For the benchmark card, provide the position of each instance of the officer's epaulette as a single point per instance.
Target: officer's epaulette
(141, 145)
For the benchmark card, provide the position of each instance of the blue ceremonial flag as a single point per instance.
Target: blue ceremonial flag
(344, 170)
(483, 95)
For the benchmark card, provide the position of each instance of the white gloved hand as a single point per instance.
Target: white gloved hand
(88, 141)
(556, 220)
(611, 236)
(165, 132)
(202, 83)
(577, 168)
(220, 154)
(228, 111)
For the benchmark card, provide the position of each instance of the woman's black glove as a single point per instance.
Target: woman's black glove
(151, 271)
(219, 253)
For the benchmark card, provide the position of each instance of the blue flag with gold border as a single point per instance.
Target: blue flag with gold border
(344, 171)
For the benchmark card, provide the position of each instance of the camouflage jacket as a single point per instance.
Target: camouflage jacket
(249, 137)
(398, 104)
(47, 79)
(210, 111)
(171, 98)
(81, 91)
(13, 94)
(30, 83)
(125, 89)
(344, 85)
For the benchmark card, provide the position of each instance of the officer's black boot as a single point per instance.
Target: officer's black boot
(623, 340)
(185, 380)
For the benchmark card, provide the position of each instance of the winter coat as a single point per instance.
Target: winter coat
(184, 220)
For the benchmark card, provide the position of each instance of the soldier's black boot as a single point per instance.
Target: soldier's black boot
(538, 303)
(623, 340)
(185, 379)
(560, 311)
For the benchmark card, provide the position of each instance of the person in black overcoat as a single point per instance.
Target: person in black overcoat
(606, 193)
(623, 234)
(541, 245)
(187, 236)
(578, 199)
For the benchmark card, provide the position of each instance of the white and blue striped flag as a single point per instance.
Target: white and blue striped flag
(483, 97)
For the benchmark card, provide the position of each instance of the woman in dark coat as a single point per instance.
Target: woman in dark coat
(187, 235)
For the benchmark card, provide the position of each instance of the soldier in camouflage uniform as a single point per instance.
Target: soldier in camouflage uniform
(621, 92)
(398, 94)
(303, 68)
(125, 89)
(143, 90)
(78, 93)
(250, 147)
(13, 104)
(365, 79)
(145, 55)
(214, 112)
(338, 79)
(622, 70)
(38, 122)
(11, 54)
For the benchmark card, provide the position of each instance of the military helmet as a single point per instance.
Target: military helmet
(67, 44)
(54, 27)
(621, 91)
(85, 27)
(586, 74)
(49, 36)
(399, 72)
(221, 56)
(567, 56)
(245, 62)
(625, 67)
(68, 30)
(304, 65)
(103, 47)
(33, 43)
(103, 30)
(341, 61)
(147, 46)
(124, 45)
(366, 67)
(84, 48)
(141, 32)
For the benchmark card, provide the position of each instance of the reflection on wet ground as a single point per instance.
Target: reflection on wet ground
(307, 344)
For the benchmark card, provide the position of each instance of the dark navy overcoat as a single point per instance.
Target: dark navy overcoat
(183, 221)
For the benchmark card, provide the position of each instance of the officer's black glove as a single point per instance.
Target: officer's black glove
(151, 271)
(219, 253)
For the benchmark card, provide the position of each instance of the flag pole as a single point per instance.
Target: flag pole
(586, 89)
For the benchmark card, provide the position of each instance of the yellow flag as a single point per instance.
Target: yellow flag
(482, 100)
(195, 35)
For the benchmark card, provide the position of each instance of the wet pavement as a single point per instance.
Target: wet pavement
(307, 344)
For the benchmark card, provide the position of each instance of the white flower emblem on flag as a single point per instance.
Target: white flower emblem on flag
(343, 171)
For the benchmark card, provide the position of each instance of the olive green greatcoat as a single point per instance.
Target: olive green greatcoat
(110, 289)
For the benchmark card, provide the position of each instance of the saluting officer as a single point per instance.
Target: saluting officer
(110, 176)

○ ○ ○ ○

Starting with the line that contains "ground as a single point per instance.", return each line through the last one of the data above, exactly as written and nothing more.

→ EXERCISE SOLUTION:
For the benchmark card, provide the position of each instance of the reflection on wet ground as a single point per instance.
Target: reflection on wet ground
(307, 344)
For the benchmark card, provide the position of each instance of the dark navy overcoat as a single point per instance.
Target: dark navy overcoat
(183, 221)
For the benchmark card, provide the position of each instance of the officer's black glove as a single point per instance.
Target: officer's black glove
(151, 271)
(219, 253)
For the benchmark card, provide the position of each instance of the flag pole as a single point per instance.
Target: flag pole
(586, 89)
For the benchmark card, provide the position of each instance of the yellow flag as a single point per instance.
Target: yellow flag
(482, 100)
(195, 35)
For the benchmark card, provide the position of each instance of the wet pavement as a single point per instance.
Target: wet pavement
(307, 344)
For the benchmark card, provide the position of each instance of the white flower emblem on flag as a single point per instance.
Target: white flower emblem on flag
(343, 171)
For the benchmark card, provide the position of each instance of the olive green greatcoat as a single point per instance.
Target: olive green greatcoat
(110, 289)
For the benchmark card, provide the position of each instance of the saluting officer as a single point per instance.
Target: saluting officer
(110, 176)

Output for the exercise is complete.